**Problem to work on**
Go through the lines below. Copy those with "tail".

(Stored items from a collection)
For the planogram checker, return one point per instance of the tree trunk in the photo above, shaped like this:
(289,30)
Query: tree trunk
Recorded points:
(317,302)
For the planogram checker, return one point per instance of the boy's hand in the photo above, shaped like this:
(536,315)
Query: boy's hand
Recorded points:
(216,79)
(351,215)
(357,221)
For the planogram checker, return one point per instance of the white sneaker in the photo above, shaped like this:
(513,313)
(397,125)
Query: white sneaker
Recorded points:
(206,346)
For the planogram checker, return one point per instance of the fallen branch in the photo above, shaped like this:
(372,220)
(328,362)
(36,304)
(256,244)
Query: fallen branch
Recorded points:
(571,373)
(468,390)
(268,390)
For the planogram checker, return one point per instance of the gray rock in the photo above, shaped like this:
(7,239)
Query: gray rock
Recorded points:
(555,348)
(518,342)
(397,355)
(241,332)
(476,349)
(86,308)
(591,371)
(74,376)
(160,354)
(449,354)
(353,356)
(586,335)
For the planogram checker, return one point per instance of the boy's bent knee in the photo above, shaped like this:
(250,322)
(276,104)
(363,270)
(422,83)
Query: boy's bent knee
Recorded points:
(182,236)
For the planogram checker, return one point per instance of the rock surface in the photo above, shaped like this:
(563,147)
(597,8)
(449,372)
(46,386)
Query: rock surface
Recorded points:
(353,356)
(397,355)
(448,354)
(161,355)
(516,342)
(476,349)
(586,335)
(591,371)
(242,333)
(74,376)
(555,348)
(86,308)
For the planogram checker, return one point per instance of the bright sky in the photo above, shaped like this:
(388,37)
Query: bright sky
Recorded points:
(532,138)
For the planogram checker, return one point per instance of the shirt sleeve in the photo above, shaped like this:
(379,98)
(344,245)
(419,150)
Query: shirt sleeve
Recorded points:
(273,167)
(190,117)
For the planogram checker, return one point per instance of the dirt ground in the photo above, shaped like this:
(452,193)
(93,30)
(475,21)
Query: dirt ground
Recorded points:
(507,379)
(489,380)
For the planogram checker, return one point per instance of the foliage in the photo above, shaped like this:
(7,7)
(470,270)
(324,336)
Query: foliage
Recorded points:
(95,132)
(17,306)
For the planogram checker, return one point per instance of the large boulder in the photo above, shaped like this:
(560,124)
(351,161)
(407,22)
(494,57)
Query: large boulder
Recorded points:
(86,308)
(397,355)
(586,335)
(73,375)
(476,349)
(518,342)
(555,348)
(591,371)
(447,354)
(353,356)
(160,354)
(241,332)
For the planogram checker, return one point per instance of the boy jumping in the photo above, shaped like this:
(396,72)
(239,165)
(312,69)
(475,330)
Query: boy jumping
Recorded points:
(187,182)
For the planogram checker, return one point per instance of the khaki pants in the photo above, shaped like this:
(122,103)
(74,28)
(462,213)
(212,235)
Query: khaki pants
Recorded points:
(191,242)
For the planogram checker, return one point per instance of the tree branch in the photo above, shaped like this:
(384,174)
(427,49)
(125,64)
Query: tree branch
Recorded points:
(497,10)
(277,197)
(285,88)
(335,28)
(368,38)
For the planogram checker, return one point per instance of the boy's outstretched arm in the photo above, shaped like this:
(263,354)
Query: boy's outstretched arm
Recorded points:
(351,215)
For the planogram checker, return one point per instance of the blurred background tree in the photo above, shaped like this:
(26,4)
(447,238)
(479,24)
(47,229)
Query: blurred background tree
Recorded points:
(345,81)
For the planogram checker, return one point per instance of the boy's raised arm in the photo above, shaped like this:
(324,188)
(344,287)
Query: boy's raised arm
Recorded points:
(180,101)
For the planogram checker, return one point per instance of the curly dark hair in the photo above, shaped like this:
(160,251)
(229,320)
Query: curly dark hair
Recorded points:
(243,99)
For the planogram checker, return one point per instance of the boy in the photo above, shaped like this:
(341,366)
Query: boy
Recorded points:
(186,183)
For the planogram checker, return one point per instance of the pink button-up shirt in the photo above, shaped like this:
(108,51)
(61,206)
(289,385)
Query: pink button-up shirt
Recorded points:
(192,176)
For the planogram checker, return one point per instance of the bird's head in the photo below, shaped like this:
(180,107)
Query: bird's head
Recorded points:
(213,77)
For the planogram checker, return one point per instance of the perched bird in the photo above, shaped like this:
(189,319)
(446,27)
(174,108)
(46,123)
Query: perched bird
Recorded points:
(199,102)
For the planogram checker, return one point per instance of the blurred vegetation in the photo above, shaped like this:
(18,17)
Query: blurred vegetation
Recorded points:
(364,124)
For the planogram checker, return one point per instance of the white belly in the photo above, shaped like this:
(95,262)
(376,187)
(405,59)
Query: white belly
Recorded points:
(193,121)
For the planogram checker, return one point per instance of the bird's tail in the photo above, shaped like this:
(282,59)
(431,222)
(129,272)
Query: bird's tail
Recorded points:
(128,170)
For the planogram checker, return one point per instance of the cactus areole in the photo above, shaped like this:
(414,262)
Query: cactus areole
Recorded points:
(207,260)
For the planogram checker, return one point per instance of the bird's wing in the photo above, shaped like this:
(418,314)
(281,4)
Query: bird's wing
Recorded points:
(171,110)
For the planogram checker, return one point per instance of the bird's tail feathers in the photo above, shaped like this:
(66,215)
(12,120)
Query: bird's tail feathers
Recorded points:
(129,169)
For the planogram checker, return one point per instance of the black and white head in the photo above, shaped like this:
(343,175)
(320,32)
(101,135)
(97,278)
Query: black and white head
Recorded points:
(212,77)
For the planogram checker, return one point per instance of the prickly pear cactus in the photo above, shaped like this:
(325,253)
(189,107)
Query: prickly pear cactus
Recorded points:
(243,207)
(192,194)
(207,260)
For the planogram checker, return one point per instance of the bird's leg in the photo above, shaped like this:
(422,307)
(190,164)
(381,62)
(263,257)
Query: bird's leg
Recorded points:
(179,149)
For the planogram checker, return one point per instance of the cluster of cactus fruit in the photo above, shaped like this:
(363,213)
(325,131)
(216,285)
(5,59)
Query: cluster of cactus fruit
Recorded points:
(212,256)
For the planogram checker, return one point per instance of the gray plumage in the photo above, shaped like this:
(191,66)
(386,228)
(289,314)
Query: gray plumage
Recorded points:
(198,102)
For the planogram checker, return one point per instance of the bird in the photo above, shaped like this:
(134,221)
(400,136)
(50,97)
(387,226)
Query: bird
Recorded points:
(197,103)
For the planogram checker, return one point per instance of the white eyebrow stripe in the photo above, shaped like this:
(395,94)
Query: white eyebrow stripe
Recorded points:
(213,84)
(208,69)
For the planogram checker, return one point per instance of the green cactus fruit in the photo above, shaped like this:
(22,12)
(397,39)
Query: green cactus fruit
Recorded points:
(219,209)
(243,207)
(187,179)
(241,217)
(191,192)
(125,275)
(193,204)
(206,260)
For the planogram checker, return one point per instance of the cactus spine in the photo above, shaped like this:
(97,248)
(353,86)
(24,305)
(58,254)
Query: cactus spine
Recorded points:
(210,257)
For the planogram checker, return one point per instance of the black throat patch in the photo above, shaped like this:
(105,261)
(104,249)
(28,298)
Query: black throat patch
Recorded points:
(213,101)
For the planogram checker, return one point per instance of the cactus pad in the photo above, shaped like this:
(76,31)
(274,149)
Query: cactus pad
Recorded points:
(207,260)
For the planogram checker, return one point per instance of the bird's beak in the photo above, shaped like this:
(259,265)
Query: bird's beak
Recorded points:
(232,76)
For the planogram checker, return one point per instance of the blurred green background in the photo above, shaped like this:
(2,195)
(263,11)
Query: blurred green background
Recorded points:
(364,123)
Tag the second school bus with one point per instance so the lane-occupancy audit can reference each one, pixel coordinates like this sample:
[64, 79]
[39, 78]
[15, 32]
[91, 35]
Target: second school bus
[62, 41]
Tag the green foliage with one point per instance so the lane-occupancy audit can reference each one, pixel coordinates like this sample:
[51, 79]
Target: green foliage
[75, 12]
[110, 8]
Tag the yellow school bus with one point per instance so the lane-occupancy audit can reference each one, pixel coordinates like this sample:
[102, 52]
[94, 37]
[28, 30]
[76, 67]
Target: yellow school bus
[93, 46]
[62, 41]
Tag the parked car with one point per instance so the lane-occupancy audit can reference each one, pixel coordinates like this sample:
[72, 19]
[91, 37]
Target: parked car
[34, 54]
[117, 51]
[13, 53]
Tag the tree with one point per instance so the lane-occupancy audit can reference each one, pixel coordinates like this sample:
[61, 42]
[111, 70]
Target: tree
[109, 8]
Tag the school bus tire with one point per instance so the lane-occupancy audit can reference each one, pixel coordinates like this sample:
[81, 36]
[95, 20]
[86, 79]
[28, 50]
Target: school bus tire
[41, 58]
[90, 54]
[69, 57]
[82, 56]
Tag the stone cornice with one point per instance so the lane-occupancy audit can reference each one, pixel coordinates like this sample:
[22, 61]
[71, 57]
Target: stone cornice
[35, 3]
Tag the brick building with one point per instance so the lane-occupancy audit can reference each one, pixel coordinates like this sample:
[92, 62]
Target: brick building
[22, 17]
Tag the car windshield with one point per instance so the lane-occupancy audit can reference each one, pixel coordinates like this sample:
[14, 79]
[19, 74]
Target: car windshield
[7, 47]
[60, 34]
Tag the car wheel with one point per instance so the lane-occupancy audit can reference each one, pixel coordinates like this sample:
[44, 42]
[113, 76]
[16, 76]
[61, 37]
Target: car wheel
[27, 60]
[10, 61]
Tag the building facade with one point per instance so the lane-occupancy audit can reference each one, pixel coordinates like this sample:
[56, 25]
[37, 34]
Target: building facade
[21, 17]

--

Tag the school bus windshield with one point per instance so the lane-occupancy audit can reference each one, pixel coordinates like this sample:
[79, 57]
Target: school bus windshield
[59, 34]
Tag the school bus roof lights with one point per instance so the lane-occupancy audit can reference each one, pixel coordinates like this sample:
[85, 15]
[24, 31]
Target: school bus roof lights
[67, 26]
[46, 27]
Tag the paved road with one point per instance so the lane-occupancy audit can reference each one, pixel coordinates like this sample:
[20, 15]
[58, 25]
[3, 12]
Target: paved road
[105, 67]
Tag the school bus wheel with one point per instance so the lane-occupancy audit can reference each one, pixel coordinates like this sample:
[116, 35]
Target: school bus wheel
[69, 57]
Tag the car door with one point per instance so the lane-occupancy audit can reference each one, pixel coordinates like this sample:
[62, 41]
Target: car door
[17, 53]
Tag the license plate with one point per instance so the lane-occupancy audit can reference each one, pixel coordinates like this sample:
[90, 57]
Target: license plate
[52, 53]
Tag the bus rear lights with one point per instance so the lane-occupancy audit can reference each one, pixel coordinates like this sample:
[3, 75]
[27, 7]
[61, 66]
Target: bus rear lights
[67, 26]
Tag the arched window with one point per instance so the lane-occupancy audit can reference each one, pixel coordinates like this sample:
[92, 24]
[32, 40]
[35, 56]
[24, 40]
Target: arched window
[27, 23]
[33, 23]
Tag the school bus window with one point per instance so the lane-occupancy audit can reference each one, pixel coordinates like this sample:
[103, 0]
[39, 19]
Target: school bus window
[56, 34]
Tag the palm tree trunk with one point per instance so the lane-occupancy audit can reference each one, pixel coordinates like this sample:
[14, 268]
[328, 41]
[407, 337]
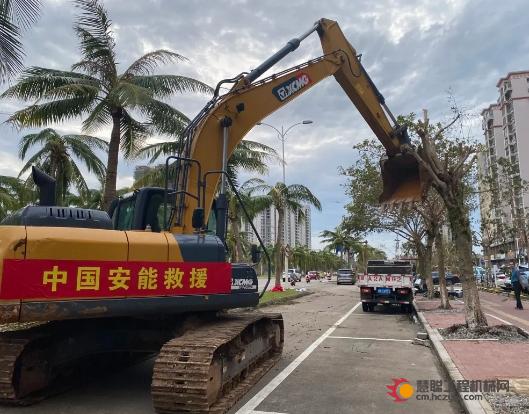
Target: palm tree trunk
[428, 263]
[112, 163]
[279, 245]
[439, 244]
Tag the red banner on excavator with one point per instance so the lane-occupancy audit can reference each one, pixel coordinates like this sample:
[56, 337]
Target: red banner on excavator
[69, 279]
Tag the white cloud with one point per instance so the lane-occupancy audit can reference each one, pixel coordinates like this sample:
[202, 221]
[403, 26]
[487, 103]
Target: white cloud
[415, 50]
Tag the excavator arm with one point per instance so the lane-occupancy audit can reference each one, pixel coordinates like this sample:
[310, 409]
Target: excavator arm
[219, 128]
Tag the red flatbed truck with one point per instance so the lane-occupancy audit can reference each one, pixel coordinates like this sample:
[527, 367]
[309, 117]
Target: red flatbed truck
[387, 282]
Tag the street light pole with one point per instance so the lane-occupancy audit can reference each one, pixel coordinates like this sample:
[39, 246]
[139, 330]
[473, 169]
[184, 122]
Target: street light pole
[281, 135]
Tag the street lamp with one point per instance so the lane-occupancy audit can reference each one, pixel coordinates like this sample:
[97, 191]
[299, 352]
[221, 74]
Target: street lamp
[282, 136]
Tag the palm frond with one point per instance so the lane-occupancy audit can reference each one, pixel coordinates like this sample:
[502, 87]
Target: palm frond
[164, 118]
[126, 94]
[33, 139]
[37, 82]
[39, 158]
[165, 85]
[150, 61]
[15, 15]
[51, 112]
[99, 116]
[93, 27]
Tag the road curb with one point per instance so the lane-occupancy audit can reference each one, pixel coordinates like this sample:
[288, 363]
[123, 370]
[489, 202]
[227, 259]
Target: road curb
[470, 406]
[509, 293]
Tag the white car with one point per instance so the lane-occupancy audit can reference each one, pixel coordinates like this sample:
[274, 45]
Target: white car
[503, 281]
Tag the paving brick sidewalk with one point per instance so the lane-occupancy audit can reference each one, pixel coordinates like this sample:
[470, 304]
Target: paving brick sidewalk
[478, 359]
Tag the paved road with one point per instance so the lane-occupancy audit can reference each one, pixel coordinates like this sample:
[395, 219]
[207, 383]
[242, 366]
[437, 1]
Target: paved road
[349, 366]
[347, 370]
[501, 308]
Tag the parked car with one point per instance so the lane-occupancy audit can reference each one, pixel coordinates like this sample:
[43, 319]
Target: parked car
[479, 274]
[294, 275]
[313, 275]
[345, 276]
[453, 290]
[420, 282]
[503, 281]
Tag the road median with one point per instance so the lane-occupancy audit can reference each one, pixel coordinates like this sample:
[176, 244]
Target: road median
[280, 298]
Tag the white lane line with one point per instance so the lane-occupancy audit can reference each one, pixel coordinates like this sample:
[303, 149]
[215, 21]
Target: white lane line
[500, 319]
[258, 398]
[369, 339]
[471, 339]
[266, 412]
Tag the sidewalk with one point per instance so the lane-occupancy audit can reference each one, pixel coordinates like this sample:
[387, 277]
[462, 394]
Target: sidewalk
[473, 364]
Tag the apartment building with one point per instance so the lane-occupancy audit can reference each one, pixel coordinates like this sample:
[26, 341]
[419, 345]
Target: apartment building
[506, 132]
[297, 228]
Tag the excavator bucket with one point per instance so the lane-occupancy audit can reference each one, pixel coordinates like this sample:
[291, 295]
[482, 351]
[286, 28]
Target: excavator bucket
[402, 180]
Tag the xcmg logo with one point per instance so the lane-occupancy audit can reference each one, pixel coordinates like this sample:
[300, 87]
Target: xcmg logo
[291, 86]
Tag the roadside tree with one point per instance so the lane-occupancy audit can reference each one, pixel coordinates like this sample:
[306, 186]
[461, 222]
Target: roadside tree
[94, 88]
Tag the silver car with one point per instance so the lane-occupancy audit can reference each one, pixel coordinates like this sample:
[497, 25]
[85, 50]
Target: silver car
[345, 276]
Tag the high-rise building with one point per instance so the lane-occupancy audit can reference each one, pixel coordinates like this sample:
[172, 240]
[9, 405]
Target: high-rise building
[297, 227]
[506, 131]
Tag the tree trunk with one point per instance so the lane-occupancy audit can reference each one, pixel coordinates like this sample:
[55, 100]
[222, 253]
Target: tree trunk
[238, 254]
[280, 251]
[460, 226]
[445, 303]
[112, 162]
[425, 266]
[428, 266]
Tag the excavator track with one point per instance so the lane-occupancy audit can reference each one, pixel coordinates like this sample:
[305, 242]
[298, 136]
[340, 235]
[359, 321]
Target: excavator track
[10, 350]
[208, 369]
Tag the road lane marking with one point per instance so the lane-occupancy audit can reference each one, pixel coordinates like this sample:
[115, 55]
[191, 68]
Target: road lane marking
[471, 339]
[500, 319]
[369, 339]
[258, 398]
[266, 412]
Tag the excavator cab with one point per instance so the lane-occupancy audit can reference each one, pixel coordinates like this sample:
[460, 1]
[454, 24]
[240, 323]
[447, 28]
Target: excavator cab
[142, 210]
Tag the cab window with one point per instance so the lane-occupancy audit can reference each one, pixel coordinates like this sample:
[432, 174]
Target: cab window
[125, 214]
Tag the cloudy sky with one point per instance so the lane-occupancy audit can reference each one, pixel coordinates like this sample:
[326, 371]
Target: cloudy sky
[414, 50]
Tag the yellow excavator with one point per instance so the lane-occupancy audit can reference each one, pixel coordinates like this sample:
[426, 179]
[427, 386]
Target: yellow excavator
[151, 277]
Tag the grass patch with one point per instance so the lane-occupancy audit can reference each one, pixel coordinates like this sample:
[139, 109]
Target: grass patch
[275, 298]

==

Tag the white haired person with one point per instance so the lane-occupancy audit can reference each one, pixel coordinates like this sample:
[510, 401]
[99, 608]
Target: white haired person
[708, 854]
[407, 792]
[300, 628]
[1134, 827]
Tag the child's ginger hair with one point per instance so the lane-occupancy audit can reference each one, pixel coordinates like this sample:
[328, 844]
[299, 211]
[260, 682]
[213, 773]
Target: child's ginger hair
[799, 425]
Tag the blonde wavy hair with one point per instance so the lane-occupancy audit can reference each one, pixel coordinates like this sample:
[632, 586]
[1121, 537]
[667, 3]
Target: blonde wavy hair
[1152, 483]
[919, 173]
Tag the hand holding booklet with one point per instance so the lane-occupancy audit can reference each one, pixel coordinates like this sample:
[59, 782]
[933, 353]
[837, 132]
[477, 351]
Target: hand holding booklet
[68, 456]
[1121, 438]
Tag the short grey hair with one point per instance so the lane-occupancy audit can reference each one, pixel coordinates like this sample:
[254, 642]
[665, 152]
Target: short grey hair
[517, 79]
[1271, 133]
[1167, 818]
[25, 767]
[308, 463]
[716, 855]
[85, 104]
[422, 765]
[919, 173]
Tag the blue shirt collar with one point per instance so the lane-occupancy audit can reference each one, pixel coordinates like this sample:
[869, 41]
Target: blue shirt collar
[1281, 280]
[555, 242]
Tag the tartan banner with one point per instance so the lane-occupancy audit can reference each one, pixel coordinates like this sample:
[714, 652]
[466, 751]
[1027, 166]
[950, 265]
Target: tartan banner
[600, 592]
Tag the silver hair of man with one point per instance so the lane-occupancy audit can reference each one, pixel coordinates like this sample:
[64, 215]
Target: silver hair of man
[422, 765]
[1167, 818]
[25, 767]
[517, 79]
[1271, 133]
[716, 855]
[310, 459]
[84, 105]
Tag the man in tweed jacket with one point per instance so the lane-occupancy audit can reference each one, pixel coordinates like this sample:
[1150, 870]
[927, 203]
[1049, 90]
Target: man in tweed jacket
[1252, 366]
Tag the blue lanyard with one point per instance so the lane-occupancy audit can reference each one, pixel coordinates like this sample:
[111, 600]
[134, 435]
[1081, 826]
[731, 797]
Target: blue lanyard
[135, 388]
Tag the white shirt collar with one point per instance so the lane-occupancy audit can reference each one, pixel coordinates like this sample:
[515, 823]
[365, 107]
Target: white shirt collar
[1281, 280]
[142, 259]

**Solution**
For the planogram checker, return one point per instance of the bird's tail in the photo above, shaped like this:
Query: bird's tail
For the planogram checker, return one point per instance of the bird's tail feathers in the photo above, shaped like this:
Query: bird's tail feathers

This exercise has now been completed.